▶ Job:
Print the records below verbatim, from the line containing "Target: black backpack" through the line containing "x=273, y=152", both lines included.

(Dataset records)
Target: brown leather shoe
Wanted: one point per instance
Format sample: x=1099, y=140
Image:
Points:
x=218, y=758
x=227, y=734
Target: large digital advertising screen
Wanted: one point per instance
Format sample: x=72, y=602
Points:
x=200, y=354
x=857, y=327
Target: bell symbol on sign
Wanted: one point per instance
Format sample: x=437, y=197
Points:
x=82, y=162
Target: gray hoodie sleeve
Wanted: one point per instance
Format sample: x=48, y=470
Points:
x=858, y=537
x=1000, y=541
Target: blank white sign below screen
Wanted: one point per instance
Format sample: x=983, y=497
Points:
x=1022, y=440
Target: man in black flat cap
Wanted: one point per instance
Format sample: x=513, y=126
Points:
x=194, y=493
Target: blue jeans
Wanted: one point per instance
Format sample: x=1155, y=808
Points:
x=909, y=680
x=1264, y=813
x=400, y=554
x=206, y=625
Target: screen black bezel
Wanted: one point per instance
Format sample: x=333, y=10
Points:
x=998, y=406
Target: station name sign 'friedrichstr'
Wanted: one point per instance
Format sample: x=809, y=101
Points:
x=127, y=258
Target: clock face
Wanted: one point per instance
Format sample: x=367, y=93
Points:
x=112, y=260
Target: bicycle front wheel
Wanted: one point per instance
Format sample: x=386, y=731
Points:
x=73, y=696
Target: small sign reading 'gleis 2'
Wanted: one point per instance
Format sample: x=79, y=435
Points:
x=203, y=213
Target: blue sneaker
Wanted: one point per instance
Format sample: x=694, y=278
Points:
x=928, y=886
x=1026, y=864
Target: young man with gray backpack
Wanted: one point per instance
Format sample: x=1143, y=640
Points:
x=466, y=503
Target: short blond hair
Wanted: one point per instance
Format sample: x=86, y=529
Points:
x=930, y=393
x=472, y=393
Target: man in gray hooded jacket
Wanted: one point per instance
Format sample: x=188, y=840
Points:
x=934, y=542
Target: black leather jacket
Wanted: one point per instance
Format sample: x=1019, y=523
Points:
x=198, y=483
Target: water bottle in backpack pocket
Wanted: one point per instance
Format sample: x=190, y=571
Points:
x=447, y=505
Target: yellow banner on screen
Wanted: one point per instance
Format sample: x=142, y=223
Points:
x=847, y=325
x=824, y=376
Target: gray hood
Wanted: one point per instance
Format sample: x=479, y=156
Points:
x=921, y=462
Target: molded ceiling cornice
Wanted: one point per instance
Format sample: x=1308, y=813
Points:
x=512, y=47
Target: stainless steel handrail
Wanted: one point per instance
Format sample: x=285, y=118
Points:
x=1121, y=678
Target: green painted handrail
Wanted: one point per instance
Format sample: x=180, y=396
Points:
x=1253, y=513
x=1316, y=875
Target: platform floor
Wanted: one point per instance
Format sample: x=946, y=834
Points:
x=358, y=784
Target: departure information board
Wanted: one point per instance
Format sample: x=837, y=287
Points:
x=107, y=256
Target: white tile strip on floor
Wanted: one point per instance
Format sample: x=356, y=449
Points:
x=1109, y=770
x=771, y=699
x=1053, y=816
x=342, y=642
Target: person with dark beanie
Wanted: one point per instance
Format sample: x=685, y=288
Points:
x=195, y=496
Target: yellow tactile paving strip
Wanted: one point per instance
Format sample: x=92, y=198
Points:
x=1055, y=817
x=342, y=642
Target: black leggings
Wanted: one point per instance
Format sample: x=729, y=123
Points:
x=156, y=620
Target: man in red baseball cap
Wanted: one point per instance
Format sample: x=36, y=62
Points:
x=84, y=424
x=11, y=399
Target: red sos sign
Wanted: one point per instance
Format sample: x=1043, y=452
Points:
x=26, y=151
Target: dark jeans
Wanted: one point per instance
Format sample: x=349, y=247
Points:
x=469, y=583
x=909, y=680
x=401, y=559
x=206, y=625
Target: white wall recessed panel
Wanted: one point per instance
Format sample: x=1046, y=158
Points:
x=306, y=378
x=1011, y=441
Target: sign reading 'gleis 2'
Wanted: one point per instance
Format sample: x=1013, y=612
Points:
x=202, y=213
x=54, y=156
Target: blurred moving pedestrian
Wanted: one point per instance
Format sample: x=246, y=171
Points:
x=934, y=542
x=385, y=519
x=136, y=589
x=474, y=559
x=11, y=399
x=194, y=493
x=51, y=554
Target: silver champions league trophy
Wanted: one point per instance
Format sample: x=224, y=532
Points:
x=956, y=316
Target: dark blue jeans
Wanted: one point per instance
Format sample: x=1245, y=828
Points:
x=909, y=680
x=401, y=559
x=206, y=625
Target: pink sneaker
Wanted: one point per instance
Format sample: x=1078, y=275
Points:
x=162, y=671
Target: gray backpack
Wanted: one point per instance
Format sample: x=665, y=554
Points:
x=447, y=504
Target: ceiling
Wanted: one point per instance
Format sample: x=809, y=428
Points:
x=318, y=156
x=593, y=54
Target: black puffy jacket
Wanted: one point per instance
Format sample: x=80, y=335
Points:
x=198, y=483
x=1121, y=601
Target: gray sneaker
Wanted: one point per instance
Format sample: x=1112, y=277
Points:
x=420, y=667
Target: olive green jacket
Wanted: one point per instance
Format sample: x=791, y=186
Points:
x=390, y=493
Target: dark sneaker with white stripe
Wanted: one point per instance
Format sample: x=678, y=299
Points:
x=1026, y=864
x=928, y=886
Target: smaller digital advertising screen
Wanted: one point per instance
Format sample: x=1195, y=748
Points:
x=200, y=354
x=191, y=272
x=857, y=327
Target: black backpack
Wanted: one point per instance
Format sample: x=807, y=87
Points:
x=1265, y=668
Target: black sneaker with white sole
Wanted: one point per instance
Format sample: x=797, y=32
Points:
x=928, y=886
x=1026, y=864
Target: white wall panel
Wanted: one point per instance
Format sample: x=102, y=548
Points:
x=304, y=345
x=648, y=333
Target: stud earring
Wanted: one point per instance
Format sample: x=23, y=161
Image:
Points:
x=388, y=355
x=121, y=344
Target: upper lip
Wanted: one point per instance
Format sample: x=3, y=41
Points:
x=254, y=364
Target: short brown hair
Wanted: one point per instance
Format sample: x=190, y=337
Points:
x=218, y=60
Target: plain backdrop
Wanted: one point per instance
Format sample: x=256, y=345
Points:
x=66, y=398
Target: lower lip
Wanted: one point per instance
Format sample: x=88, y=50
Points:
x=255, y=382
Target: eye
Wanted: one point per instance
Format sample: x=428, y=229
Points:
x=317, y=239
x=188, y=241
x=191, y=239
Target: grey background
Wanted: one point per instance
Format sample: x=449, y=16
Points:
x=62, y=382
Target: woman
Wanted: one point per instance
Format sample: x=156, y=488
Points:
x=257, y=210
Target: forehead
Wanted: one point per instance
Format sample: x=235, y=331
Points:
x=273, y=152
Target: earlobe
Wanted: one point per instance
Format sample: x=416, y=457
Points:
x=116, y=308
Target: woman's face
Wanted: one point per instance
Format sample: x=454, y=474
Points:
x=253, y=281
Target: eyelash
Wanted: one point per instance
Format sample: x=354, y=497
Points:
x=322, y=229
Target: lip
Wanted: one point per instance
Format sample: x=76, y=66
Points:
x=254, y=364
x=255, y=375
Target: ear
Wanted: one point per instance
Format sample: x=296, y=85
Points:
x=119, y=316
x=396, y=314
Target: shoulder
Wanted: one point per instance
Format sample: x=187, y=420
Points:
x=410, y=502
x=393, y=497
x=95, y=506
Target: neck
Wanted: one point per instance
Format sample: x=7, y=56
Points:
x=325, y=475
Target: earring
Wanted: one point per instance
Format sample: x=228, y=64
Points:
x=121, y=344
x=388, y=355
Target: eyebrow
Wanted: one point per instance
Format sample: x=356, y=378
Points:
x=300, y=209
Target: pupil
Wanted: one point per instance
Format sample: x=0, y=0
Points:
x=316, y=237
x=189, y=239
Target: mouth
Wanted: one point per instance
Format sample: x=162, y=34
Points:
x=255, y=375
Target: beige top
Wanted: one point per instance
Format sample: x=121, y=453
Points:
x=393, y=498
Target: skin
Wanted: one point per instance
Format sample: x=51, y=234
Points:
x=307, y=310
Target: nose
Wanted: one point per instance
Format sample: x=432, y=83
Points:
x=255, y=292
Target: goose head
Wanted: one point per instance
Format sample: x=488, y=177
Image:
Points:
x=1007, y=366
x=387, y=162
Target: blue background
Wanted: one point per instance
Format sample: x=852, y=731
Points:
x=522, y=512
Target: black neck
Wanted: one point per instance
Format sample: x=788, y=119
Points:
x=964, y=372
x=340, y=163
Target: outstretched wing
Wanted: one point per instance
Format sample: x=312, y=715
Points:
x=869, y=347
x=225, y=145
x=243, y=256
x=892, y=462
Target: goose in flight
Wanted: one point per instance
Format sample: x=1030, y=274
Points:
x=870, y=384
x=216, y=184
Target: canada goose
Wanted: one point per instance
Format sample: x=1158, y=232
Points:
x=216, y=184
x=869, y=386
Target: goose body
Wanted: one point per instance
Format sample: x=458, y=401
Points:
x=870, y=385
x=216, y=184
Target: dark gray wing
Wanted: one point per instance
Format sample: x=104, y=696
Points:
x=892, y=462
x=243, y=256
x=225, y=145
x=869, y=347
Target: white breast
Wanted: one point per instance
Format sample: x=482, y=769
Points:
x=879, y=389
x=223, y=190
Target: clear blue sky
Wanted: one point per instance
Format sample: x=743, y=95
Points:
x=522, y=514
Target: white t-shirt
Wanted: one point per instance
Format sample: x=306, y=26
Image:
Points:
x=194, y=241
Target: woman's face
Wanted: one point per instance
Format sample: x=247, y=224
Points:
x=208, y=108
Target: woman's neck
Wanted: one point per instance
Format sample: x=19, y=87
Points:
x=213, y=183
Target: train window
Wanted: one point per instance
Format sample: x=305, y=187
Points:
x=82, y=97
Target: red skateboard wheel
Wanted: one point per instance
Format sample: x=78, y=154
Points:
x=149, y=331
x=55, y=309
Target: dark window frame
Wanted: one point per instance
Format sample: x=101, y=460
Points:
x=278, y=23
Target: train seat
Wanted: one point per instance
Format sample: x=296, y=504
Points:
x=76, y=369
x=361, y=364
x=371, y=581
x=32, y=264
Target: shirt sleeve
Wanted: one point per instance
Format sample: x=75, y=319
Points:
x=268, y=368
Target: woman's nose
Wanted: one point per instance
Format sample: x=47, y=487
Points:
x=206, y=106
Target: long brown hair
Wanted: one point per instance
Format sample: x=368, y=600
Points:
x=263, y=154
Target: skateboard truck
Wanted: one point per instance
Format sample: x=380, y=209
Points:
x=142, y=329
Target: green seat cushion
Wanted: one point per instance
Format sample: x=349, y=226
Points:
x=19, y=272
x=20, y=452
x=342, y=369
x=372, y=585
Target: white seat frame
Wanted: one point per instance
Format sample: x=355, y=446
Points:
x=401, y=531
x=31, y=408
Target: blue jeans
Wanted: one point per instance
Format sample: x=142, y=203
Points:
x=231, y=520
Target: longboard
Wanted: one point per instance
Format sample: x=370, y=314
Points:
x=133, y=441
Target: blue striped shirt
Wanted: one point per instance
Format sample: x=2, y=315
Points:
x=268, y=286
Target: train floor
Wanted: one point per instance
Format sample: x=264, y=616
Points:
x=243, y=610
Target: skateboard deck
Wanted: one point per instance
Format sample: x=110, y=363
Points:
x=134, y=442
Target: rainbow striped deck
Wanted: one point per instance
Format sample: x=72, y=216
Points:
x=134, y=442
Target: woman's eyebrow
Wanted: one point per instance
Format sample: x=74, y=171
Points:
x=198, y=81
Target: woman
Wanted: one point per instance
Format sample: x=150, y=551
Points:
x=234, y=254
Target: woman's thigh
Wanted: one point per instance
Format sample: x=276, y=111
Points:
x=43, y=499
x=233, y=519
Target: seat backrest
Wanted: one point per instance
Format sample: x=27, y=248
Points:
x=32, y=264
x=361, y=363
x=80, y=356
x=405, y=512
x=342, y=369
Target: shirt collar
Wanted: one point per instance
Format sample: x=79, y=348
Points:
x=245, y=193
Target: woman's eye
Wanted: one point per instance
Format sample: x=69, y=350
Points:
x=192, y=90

▶ Response below:
Target: black backpack
Wanted: one point per instance
Format sample: x=807, y=87
Points:
x=1265, y=668
Target: black sneaker with white sole
Wanted: one point per instance
Format sample: x=797, y=32
Points:
x=928, y=886
x=1026, y=864
Target: white wall panel
Wanted: one point per instance
Format sample: x=102, y=548
Points:
x=304, y=345
x=648, y=333
Target: stud earring
Wanted: one point per instance
Format sample: x=23, y=161
Image:
Points:
x=388, y=355
x=121, y=344
Target: upper lip
Wanted: one point per instance
Format sample: x=3, y=41
Points:
x=254, y=364
Target: short brown hair
Wanted: one point per instance
Format sample: x=190, y=337
Points:
x=218, y=60
Target: plain backdrop
Wanted: one point per instance
Format sample: x=256, y=345
Points:
x=66, y=398
Target: lower lip
Wanted: one point per instance
Format sample: x=88, y=50
Points:
x=255, y=382
Target: eye
Wanted: one point per instance
Format sample: x=428, y=229
Points:
x=317, y=239
x=188, y=241
x=191, y=239
Target: grey background
Wanted: one point per instance
Format sample: x=449, y=16
Points:
x=62, y=382
Target: woman
Wanted: one point per instance
Format sample: x=156, y=488
Points:
x=257, y=210
Target: forehead
Wanted: one point per instance
Format sample: x=235, y=331
Points:
x=273, y=152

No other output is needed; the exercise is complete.